_記述課題:_
シアトル日本語補習学校についての提示文を、全文そのまま書き写しなさい。

_提示文:_
▼
補習校の目的 |
一時滞在者の子女が帰国後日本の教育環境に円滑に適応できるよう日本の学校における主要教科及び生活訓練を補助的に行うことを目的とする。また、教育環境の国際化に対応し、永住者や外国籍の子女等にも上述の教育機会を与えるよう配慮する。
シアトル日本語補習学校の概要 |
所在地 :ワシントン州ベルビュー市 (シアトルから東に車で20分ほどの所)
設置団体:シアトル日本商工会(春秋会) (シアトル進出日系企業の団体)
開設 :1971年(昭和46年)
運営母体:シアトル日本語補習学校BOD
校長からのメッセージ |
校長 鹿屋 純一
シアトル日本商工会が母体となり、1971年に開校されて以来、半世紀の歴史を重ねてきた本校は、文部科学省の学習指導要領に基づき、日本国内と同じ教科書を使用して日本語による学習指導を行っています。
補習校の設立当初の目的は、日本語で日本国内の学校に準じた教育を行い、子どもたちが帰国後に学校や社会への適応が円滑にできるようにすることでした。この目的は、現在も揺らぐことなく継承されています。さらに、さまざまな分野でグローバル化が進む現代において、補習校の果たすべき役割は、日本への帰国を前提としない子どもたちをも含めた日本語教育の支援や学習支援を提供することです。それは、日本のよき理解者、応援者となる大切な人材を育てていくことにもつながります。
シアトル日本語補習学校は、日本人の子どもたちに日本人として適切な教育の機会を提供できるように努めています。前述の目的を達成するために、授業では、日本語での国語や算数・数学、社会や理科などの教科学習指導を行っています。また、子どもたちが学業において取り組むための目標も設定しています。
▲
_記録情報:_
▼
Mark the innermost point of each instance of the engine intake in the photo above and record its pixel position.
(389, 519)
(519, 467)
▲
▼
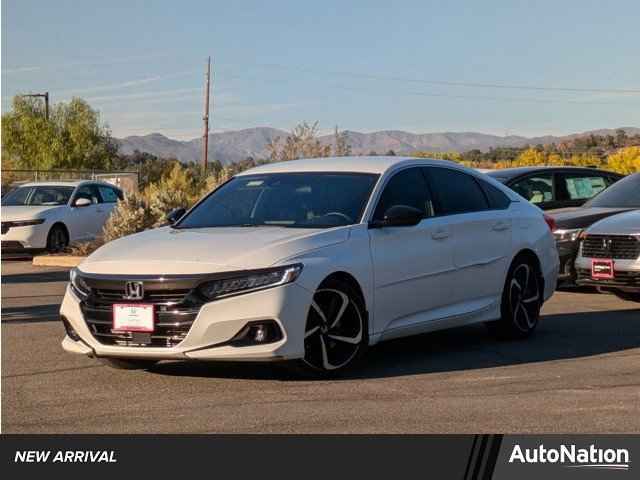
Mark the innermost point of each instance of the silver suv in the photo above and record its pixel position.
▲
_課題の解答:_
補習校の目的 |
一時滞在者の子女が帰国後日本の教育環境に円滑に適応できるよう日本の学校における主要教科及び生活訓練を補助的に行うことを目的とする。また、教育環境の国際化に対応し、永住者や外国籍の子女等にも上述の教育機会を与えるよう配慮する。
シアトル日本語補習学校の概要 |
所在地 :ワシントン州ベルビュー市 (シアトルから東に車で20分ほどの所)
設置団体:シアトル日本商工会(春秋会) (シアトル進出日系企業の団体)
開設 :1971年(昭和46年)
運営母体:シアトル日本語補習学校BOD
校長からのメッセージ |
校長 鹿屋 純一
シアトル日本商工会が母体となり、1971年に開校されて以来、半世紀の歴史を重ねてきた本校は、文部科学省の学習指導要領に基づき、日本国内と同じ教科書を使用して日本語による学習指導を行っています。
補習校の設立当初の目的は、日本語で日本国内の学校に準じた教育を行い、子どもたちが帰国後に学校や社会への適応が円滑にできるようにすることでした。この目的は、現在も揺らぐことなく継承されています。さらに、さまざまな分野でグローバル化が進む現代において、補習校の果たすべき役割は、日本への帰国を前提としない子どもたちをも含めた日本語教育の支援や学習支援を提供することです。それは、日本のよき理解者、応援者となる大切な人材を育てていくことにもつながります。
シアトル日本語補習学校は、日本人の子どもたちに日本人として適切な教育の機会を提供できるように努めています。前述の目的を達成するために、授業では、日本語での国語や算数・数学、社会や理科などの教科学習指導を行っています。また、子どもたちが学業において取り組むための目標も設定しています。